Extracted material →
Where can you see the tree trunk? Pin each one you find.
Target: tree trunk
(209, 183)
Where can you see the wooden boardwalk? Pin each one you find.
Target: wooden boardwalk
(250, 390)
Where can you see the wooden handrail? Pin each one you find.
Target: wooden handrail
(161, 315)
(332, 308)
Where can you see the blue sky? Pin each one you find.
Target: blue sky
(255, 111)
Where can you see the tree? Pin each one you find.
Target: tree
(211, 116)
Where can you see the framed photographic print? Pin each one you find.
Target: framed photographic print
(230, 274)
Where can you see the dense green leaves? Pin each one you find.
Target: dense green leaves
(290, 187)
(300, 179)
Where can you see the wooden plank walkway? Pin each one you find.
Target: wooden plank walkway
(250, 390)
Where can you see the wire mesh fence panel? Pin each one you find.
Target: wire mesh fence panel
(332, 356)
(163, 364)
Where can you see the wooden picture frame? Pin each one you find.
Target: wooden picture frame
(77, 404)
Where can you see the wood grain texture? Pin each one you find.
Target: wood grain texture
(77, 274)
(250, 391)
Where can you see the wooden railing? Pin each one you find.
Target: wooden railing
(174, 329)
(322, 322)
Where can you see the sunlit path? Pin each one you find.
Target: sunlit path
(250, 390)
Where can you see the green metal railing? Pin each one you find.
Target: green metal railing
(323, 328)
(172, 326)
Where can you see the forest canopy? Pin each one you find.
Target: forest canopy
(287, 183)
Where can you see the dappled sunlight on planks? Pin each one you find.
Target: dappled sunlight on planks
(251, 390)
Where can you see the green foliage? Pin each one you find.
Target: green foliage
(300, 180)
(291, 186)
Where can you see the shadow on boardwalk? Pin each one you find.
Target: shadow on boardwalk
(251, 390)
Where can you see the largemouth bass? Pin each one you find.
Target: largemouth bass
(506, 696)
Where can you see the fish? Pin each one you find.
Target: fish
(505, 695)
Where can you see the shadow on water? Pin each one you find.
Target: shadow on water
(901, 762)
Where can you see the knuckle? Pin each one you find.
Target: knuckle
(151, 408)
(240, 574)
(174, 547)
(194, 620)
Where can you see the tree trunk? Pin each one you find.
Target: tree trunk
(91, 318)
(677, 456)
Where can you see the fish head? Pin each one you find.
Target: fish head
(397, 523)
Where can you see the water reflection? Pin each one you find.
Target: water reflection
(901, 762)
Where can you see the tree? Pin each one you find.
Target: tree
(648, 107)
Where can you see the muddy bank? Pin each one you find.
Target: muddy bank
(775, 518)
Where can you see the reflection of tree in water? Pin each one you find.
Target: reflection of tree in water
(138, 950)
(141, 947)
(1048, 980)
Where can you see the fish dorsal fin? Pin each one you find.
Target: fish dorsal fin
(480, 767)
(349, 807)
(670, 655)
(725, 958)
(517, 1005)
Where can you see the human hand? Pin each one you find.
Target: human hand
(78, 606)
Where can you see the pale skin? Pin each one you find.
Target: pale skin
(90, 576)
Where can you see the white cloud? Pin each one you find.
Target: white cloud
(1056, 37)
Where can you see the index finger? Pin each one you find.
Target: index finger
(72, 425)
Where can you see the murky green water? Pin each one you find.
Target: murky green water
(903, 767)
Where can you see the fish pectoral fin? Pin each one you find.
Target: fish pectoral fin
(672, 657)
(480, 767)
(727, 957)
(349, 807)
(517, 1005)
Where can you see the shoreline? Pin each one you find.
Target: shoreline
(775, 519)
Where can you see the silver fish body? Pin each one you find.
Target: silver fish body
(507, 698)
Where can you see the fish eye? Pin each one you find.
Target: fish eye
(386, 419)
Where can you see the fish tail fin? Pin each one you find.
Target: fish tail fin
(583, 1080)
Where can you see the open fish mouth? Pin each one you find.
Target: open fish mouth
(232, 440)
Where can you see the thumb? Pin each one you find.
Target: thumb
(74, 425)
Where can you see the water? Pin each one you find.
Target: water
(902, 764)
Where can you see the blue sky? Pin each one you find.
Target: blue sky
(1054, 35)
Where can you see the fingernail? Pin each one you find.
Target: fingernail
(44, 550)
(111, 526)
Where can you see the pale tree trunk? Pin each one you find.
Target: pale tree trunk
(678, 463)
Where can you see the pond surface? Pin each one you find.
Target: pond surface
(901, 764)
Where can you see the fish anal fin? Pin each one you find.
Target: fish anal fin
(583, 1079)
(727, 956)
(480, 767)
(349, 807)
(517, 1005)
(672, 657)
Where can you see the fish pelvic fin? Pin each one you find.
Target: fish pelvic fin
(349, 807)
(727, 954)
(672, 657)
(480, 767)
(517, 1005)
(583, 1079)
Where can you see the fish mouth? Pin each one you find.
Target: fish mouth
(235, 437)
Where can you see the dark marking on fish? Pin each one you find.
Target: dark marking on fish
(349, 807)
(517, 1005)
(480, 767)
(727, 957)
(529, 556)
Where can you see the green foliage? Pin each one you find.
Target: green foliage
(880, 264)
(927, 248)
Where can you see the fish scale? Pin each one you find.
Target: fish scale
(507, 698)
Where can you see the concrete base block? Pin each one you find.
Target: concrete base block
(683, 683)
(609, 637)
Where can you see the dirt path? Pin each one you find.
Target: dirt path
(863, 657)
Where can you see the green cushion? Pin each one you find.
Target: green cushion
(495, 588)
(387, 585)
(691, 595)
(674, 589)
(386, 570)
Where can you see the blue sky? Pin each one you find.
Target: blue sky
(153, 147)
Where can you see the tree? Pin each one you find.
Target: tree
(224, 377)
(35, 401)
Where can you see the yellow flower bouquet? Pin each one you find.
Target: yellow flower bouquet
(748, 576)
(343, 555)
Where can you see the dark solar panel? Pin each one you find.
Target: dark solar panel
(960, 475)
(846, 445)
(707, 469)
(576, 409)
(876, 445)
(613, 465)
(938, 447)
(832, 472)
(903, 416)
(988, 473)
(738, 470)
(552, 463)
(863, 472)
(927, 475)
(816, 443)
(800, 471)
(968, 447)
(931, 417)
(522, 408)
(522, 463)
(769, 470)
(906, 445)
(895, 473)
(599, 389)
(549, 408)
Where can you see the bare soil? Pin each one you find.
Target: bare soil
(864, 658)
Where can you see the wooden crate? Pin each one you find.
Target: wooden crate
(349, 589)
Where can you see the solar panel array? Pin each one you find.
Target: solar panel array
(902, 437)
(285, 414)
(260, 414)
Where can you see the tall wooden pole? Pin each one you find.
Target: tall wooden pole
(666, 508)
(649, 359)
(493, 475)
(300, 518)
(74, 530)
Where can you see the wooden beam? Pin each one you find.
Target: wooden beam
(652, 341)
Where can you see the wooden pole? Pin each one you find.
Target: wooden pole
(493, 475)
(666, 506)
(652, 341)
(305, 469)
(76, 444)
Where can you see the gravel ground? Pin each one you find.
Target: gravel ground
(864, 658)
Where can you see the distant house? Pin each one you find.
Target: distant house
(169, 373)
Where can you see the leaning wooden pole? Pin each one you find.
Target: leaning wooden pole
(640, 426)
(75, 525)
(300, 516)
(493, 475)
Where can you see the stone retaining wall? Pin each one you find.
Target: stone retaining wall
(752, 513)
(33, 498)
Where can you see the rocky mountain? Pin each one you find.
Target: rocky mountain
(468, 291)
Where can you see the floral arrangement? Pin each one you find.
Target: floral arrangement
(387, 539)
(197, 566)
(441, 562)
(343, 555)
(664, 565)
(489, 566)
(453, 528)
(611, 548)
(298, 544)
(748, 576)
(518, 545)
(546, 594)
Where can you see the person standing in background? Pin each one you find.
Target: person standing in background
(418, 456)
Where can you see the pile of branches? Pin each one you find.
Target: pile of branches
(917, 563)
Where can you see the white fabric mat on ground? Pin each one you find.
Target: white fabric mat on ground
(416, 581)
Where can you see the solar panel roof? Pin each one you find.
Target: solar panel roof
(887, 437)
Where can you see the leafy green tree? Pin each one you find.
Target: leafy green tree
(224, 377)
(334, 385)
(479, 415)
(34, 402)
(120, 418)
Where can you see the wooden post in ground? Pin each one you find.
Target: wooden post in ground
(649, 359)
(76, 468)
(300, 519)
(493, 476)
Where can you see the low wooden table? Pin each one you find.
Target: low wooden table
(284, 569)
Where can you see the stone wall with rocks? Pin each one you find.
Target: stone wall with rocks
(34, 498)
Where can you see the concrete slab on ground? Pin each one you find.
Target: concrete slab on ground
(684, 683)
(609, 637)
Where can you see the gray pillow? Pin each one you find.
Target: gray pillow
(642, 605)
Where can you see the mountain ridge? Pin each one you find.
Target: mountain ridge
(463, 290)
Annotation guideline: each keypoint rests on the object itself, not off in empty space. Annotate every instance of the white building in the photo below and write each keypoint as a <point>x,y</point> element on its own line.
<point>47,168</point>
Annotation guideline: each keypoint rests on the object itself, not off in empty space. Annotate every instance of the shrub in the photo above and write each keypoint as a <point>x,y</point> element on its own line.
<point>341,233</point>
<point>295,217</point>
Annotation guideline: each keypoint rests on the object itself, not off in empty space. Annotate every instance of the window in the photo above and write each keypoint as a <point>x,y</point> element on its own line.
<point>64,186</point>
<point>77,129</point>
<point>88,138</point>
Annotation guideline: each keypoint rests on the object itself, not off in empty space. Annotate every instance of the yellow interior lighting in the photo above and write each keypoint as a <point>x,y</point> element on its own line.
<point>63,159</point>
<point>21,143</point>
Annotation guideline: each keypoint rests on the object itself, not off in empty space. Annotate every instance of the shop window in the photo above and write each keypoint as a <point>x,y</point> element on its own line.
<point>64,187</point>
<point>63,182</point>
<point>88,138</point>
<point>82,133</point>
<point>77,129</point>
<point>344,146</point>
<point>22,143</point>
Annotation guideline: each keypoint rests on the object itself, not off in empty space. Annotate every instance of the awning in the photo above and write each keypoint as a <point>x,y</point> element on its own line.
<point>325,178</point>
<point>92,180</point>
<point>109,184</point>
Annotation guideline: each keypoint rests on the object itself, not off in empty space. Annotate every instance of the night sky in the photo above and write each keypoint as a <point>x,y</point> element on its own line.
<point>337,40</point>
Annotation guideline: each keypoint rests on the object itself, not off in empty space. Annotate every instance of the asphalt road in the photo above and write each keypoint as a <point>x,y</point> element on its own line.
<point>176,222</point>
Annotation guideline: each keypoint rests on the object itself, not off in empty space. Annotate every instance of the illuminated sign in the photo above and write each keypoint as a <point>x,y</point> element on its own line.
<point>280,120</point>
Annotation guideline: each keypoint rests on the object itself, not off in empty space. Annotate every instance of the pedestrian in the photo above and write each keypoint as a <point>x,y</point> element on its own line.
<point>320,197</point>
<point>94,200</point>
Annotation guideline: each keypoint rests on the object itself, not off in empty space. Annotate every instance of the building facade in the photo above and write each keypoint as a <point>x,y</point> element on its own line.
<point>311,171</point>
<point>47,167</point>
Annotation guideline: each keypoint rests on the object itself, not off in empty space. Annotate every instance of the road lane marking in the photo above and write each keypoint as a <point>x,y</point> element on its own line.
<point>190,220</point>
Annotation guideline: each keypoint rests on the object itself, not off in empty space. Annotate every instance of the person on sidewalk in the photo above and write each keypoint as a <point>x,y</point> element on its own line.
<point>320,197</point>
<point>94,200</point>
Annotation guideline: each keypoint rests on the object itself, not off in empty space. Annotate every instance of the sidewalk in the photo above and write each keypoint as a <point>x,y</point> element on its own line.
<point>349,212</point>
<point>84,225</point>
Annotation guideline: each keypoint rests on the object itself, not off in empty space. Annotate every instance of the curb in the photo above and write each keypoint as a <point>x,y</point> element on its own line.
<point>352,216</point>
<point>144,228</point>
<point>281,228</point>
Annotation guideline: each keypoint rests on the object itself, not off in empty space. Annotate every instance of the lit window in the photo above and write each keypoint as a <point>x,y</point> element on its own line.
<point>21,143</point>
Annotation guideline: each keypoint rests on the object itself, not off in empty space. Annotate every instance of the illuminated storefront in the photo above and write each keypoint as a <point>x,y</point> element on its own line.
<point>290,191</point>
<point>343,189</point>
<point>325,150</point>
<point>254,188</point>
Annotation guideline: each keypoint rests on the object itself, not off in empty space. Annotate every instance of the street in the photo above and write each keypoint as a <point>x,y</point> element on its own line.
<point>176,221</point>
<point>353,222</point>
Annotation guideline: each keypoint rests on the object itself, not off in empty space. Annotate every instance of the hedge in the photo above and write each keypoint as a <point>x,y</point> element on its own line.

Aim of the exercise →
Copy out, word for word, the stretch of the records from the line containing "of the night" through the line containing "<point>47,167</point>", including both of those lines.

Reply →
Annotation guideline: each keypoint rests on the object itself, not off in empty space. Annotate every instance of the night sky in the photo above and write each keypoint as a <point>x,y</point> element on its own line.
<point>337,40</point>
Annotation guideline: each keypoint rests on the object itself, not off in empty space. Annotate every instance of the asphalt road in the photo above and write each keypoint as a <point>x,y</point> element on its own line.
<point>176,222</point>
Annotation guideline: each keypoint rests on the object itself, not off in empty space. Annotate every instance of the illuminated sign in the photo above and write each keypoint as a <point>x,y</point> element on its own line.
<point>280,120</point>
Annotation guideline: each keypoint rests on the object itself, not off in empty space. Annotate every instance of the pedestrian in the photo above and write each keypoint as a <point>x,y</point> element on its own line.
<point>320,197</point>
<point>94,200</point>
Annotation guideline: each keypoint rests on the object itself, not off in empty space. Annotate every instance of the building facade in the photo above and write each keypoint as a <point>x,y</point> element on its own line.
<point>311,171</point>
<point>47,167</point>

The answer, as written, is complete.